**What is being asked**
Look over the entries that follow and work out how many lines contain "plank". State the number only.

**Data for review**

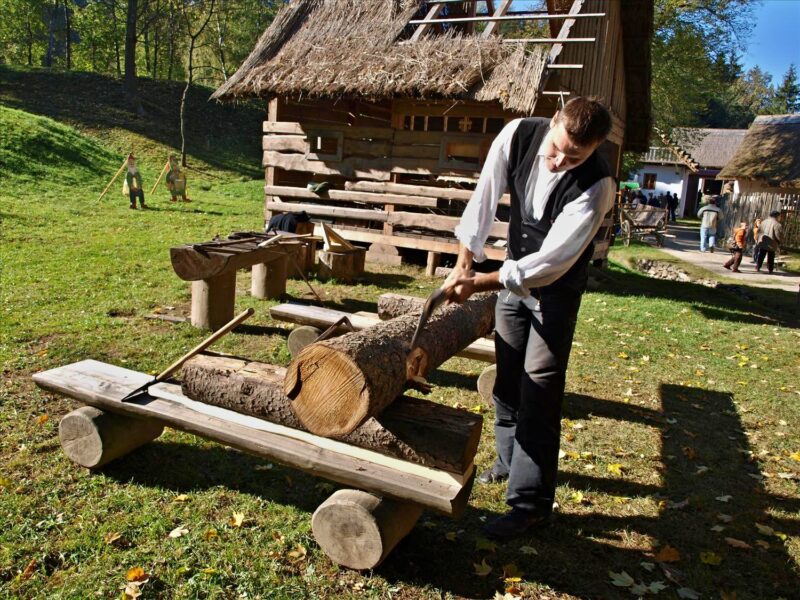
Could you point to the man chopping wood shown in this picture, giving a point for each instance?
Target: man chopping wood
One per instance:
(561, 189)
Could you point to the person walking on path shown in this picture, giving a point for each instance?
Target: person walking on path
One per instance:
(134, 180)
(737, 250)
(770, 236)
(709, 214)
(561, 189)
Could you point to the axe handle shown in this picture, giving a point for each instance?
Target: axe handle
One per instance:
(204, 344)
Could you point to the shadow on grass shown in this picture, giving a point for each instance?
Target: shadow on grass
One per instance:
(576, 553)
(697, 428)
(735, 303)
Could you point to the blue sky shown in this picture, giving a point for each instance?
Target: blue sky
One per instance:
(775, 41)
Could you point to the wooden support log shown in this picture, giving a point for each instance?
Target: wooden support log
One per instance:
(345, 265)
(213, 301)
(269, 279)
(93, 438)
(337, 384)
(358, 530)
(411, 429)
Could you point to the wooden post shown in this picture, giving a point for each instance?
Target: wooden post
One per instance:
(433, 262)
(213, 301)
(269, 279)
(358, 530)
(93, 438)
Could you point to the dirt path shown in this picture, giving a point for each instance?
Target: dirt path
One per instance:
(686, 246)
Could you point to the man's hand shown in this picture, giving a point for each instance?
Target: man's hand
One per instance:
(459, 290)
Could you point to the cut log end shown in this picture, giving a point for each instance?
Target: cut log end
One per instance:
(358, 530)
(320, 372)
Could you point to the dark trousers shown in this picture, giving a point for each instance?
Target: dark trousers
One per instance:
(532, 347)
(769, 255)
(136, 193)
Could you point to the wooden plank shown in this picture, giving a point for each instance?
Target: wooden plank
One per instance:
(103, 386)
(416, 243)
(439, 223)
(481, 349)
(364, 133)
(359, 214)
(351, 196)
(422, 190)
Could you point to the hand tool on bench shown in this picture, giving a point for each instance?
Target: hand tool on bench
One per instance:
(416, 362)
(142, 390)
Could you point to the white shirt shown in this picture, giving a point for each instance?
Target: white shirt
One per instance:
(570, 234)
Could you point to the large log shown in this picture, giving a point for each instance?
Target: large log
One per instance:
(337, 384)
(411, 429)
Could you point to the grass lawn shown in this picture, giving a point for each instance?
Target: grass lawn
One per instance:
(681, 452)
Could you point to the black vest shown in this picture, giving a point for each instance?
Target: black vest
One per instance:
(525, 235)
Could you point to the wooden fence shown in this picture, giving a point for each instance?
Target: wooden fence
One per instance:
(748, 206)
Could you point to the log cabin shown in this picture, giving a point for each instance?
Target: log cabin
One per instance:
(393, 104)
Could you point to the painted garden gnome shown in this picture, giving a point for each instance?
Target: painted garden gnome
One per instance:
(133, 179)
(176, 180)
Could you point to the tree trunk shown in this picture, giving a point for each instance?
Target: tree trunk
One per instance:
(337, 384)
(131, 83)
(411, 429)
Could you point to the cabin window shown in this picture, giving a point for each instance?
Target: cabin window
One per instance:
(325, 145)
(462, 153)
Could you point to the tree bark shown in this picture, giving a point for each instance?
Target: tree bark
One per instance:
(337, 384)
(412, 429)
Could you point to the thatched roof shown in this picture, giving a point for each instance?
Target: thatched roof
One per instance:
(770, 152)
(704, 148)
(331, 48)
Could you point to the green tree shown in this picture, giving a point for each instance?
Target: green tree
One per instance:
(787, 95)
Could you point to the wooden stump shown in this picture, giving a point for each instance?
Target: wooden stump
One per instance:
(93, 438)
(337, 384)
(342, 264)
(269, 279)
(358, 530)
(300, 337)
(486, 383)
(213, 301)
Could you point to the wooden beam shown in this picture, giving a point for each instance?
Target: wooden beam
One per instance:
(492, 28)
(103, 386)
(349, 195)
(433, 12)
(517, 17)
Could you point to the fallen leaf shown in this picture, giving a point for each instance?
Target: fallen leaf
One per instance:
(482, 569)
(615, 469)
(298, 554)
(621, 579)
(136, 574)
(710, 558)
(179, 531)
(29, 569)
(236, 520)
(667, 554)
(764, 529)
(111, 537)
(484, 544)
(511, 572)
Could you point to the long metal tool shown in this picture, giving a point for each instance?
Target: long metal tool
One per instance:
(142, 390)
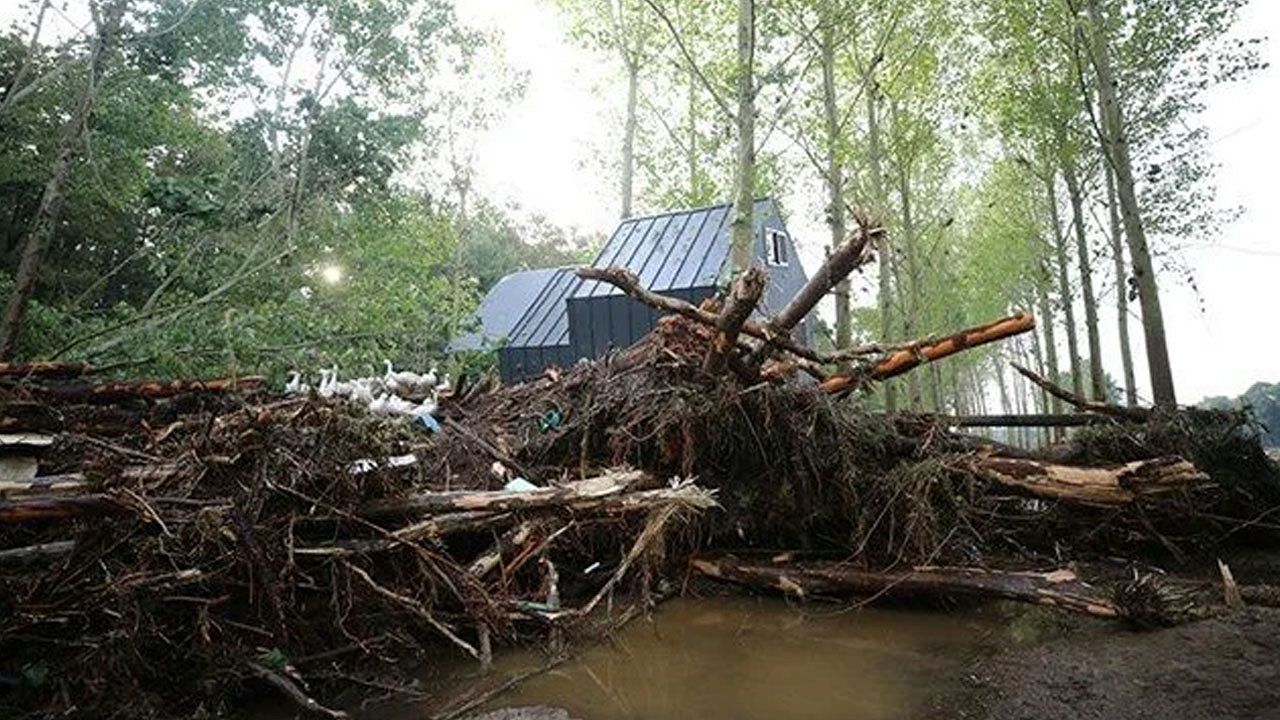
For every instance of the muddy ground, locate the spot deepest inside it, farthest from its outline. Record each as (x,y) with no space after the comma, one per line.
(1220,669)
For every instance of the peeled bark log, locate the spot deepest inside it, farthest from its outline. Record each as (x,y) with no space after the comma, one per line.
(58,507)
(905,360)
(44,369)
(1121,484)
(152,390)
(1059,588)
(60,484)
(502,501)
(743,299)
(1134,414)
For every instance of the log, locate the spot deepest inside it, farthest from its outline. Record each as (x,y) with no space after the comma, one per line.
(53,507)
(151,390)
(1024,420)
(905,360)
(743,297)
(44,369)
(1114,486)
(46,484)
(1057,588)
(844,260)
(1132,414)
(33,552)
(503,501)
(627,282)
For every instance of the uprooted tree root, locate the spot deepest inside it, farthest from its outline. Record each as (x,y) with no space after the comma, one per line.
(246,546)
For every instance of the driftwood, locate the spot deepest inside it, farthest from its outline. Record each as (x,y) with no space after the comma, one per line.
(55,507)
(150,390)
(1133,414)
(743,297)
(1120,484)
(46,484)
(501,501)
(44,369)
(1059,588)
(844,260)
(905,360)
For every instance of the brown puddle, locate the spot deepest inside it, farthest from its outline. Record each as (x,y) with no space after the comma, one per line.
(745,657)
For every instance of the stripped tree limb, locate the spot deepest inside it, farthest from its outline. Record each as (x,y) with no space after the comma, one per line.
(44,369)
(46,507)
(844,260)
(1059,588)
(743,297)
(499,501)
(1134,414)
(154,390)
(905,360)
(1091,486)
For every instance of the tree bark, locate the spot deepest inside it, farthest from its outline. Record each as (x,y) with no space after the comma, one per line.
(1060,588)
(744,174)
(886,254)
(45,224)
(835,176)
(1116,144)
(1097,383)
(905,360)
(1064,290)
(743,299)
(1130,391)
(629,137)
(1115,486)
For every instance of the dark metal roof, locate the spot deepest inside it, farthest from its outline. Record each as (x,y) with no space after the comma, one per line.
(671,253)
(545,320)
(673,250)
(502,308)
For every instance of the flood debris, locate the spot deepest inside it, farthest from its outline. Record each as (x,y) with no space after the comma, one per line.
(188,542)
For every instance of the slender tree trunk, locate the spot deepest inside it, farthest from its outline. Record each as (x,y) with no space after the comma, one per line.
(886,253)
(1116,145)
(1130,391)
(835,177)
(1064,288)
(45,224)
(629,137)
(744,180)
(1097,383)
(691,160)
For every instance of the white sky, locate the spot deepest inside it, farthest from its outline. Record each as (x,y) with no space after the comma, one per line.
(544,158)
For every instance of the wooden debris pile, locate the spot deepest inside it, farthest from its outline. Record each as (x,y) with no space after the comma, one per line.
(167,546)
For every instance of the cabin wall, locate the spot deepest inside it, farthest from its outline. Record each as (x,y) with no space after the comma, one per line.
(611,322)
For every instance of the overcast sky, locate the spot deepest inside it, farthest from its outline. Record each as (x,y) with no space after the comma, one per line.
(542,158)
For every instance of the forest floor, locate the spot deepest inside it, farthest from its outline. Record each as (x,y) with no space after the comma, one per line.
(1223,668)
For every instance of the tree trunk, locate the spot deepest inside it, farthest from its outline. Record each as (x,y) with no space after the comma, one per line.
(1089,486)
(54,197)
(1064,290)
(1116,145)
(1060,588)
(744,174)
(835,178)
(629,137)
(886,254)
(1097,383)
(1130,391)
(1046,311)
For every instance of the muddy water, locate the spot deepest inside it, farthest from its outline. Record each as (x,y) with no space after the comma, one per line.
(743,657)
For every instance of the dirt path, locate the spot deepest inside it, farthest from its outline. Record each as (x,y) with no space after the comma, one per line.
(1219,669)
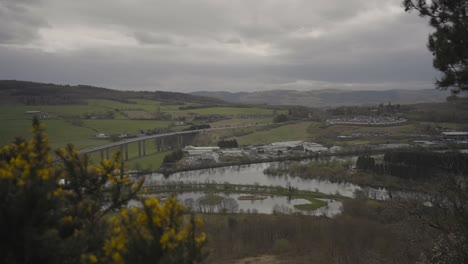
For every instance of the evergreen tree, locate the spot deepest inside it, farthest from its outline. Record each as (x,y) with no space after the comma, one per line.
(449,42)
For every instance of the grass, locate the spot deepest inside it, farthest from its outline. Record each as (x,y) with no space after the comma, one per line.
(211,199)
(311,206)
(241,122)
(251,197)
(117,126)
(288,132)
(147,163)
(235,111)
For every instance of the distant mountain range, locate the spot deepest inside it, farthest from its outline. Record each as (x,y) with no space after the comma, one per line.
(34,93)
(330,97)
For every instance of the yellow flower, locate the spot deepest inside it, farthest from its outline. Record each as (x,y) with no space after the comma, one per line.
(93,258)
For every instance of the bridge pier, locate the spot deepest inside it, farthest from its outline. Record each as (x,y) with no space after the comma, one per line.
(160,144)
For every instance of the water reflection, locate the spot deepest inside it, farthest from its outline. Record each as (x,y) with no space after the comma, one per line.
(253,174)
(268,205)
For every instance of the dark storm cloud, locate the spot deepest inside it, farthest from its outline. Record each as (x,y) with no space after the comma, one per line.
(216,45)
(18,24)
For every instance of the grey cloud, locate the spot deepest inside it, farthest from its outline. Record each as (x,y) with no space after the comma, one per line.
(150,38)
(222,45)
(18,23)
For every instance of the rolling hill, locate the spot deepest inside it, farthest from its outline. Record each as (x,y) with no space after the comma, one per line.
(330,97)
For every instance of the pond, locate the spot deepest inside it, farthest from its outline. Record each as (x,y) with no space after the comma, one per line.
(253,174)
(234,203)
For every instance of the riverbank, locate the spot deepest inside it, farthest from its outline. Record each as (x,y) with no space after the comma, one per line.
(169,169)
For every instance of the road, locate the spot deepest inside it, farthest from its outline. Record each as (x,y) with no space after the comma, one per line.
(132,140)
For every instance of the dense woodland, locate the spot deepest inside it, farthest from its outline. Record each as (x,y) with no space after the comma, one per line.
(32,93)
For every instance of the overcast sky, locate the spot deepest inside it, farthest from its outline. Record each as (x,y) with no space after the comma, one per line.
(230,45)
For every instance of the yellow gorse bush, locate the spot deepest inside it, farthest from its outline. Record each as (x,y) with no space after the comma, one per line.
(56,211)
(162,224)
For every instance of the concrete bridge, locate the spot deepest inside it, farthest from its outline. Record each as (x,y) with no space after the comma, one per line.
(162,140)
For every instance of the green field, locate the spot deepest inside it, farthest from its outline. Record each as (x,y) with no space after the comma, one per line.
(234,111)
(297,131)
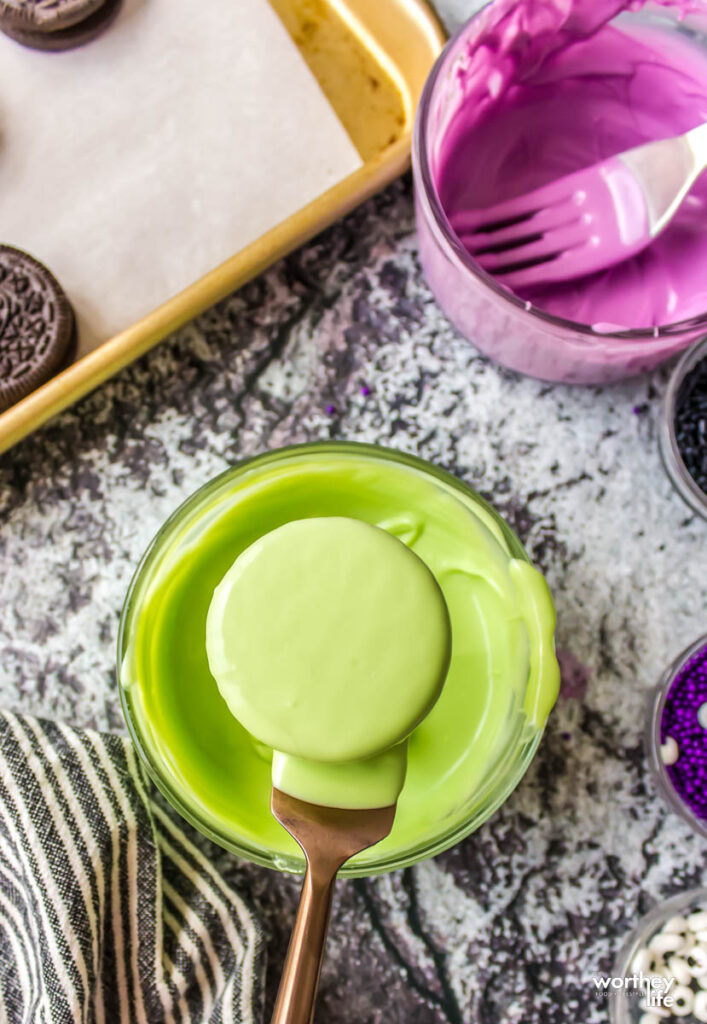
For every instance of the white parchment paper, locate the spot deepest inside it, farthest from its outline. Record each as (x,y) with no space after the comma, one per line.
(135,164)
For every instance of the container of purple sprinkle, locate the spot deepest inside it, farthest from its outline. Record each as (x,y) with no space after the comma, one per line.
(683,428)
(676,735)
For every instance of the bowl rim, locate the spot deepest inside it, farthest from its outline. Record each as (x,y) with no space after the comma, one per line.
(683,483)
(427,194)
(492,799)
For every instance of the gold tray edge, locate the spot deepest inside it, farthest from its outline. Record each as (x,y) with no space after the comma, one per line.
(95,368)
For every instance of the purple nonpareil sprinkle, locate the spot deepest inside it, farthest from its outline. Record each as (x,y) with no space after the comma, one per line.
(687,694)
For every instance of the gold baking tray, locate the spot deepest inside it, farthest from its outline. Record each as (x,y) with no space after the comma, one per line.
(371,58)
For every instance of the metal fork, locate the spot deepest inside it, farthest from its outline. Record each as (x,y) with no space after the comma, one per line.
(588,220)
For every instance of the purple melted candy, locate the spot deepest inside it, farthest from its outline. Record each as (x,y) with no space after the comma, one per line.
(687,694)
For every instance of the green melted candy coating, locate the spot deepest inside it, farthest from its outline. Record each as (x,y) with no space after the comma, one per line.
(329,640)
(502,678)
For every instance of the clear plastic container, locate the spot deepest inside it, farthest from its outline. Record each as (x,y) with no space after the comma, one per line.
(624,1001)
(653,741)
(180,534)
(502,326)
(672,460)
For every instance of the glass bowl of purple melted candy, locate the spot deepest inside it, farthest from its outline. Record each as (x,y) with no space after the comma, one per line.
(676,735)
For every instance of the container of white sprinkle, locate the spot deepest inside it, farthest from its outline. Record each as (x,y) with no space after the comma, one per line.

**Solution below**
2